Recorded data
☆ ☆ ☆ ☆ ☆

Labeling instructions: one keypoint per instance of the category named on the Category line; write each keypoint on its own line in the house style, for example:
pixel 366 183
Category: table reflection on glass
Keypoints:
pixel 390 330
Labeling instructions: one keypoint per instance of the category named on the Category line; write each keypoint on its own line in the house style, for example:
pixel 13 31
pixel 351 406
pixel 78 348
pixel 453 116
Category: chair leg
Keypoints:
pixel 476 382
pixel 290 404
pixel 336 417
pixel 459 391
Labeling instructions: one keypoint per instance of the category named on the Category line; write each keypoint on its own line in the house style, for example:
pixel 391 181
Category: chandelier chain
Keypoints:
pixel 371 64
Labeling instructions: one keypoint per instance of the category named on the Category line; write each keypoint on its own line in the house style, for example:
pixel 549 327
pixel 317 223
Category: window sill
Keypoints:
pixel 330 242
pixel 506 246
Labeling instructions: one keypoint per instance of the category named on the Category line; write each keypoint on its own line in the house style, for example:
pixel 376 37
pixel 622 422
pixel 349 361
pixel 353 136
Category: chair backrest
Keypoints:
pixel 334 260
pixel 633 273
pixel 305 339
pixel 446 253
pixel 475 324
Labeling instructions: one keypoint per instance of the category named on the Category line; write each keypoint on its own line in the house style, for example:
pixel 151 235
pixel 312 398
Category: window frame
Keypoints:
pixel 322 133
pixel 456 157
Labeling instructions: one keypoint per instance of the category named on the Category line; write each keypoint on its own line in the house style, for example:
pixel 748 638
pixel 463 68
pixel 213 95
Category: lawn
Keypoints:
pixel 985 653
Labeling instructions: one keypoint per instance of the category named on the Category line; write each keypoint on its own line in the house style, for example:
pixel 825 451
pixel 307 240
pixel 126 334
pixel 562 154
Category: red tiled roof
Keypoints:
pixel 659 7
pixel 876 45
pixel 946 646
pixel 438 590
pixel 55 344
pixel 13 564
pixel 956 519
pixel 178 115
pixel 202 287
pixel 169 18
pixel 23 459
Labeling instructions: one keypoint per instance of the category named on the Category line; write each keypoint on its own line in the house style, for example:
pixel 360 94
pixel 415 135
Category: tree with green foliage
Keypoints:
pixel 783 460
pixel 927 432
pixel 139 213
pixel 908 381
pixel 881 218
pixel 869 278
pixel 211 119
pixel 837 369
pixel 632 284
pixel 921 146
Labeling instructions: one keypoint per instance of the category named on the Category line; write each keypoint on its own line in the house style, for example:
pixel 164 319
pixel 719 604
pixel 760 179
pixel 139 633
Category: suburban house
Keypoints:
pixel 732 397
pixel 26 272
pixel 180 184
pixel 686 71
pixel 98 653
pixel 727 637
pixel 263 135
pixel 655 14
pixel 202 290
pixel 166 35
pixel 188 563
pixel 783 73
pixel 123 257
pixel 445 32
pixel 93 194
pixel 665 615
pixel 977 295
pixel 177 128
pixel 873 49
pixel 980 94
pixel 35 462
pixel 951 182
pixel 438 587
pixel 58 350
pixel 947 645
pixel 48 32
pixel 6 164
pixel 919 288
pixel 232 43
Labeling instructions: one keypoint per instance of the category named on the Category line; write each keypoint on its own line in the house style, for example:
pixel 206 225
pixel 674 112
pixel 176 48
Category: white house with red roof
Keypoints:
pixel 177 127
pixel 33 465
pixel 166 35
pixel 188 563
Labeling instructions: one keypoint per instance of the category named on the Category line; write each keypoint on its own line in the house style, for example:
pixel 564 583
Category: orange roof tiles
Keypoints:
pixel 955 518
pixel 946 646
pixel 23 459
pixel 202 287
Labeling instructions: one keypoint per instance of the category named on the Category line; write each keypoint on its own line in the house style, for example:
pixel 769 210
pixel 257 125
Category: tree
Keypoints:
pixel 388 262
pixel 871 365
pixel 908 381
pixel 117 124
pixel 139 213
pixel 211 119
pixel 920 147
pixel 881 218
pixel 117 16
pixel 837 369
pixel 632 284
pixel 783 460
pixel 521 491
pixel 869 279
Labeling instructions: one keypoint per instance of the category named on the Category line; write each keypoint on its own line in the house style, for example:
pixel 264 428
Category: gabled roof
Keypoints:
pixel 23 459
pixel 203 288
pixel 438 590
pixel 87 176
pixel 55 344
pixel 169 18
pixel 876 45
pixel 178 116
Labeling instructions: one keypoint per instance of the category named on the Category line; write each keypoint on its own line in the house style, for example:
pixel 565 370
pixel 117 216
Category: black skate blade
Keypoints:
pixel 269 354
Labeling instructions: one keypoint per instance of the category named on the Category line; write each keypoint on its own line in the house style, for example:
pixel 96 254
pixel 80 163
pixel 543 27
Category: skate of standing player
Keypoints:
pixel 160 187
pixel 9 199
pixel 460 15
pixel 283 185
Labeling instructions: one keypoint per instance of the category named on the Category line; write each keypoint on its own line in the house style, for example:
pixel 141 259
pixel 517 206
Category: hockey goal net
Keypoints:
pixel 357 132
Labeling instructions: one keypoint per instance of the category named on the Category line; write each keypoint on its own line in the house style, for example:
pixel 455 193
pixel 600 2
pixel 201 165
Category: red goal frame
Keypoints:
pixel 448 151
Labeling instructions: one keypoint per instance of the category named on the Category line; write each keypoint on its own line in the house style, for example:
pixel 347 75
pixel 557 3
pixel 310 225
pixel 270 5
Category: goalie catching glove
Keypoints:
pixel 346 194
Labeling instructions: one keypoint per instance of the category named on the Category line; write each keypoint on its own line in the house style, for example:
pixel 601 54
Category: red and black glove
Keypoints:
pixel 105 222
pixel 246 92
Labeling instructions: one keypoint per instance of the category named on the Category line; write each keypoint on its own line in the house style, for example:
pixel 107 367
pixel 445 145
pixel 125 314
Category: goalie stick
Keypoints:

☆ ☆ ☆ ☆ ☆

Goal of the exercise
What lines in the data above carry "with"? Return them all.

Exercise result
Category: tree with green foliage
Category: white house with red roof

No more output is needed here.